## AUFGABEN
1/ Wann soll laut dem Artikel über Stuttgart 21 das erste Sondierungsgespräch stattfinden?
2/ Gib den Abschnitt des Artikels über Stuttgart 21 von "Täglich reißt der" bis "ernst gemeint ist." noch einmal wieder und benenne dabei "Bagger" in "Abrissbagger" um.

## TEXTAUSZUG

"Stuttgart 21"-Abriss: Gespräche, aber kein Baustopp
Am kommenden Freitag beginnen Gespräche zwischen Befürwortern und Gegnern des Projekts. Die Gegner fordern solange einen Abrissstopp. Doch die Auftragsvergabe läuft.
Täglich reißt der Bagger immer größere Löcher in den Stuttgarter Hauptbahnhof und treibt damit erzürnte Bürger auf die Straße. Um den Streit um das Milliardenprojekt "Stuttgart 21" zu schlichten, wollen sich Gegner und Befürworter des neuen Tiefbahnhofs nun an einen runden Tisch setzen. Nächsten Freitag soll es ein erstes Sondierungsgespräch geben. Seit Tagen streiten die gegnerischen Parteien darüber, ob es vor oder während der "Friedensgespräche" einen Abrissstopp geben soll. Gegner des Projekts fordern dies als Zeichen dafür, dass das Gesprächsangebot wirklich ernst gemeint ist.

## ROHDATEN
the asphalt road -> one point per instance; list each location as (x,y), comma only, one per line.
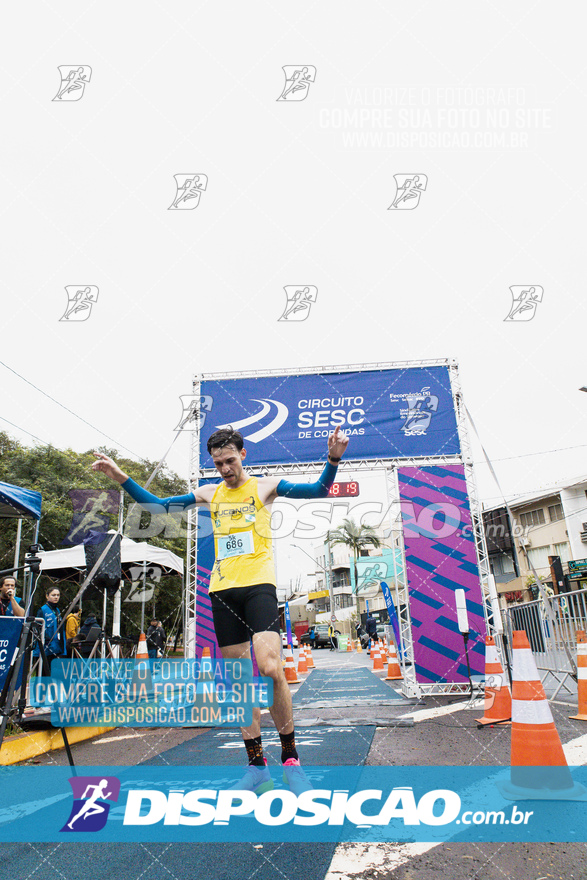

## ANTWORTEN
1/ Am nächsten Freitag.

2/
Täglich reißt der Abrissbagger immer größere Löcher in den Stuttgarter Hauptbahnhof und treibt damit erzürnte Bürger auf die Straße. Um den Streit um das Milliardenprojekt "Stuttgart 21" zu schlichten, wollen sich Gegner und Befürworter des neuen Tiefbahnhofs nun an einen runden Tisch setzen. Nächsten Freitag soll es ein erstes Sondierungsgespräch geben. Seit Tagen streiten die gegnerischen Parteien darüber, ob es vor oder während der "Friedensgespräche" einen Abrissstopp geben soll. Gegner des Projekts fordern dies als Zeichen dafür, dass das Gesprächsangebot wirklich ernst gemeint ist.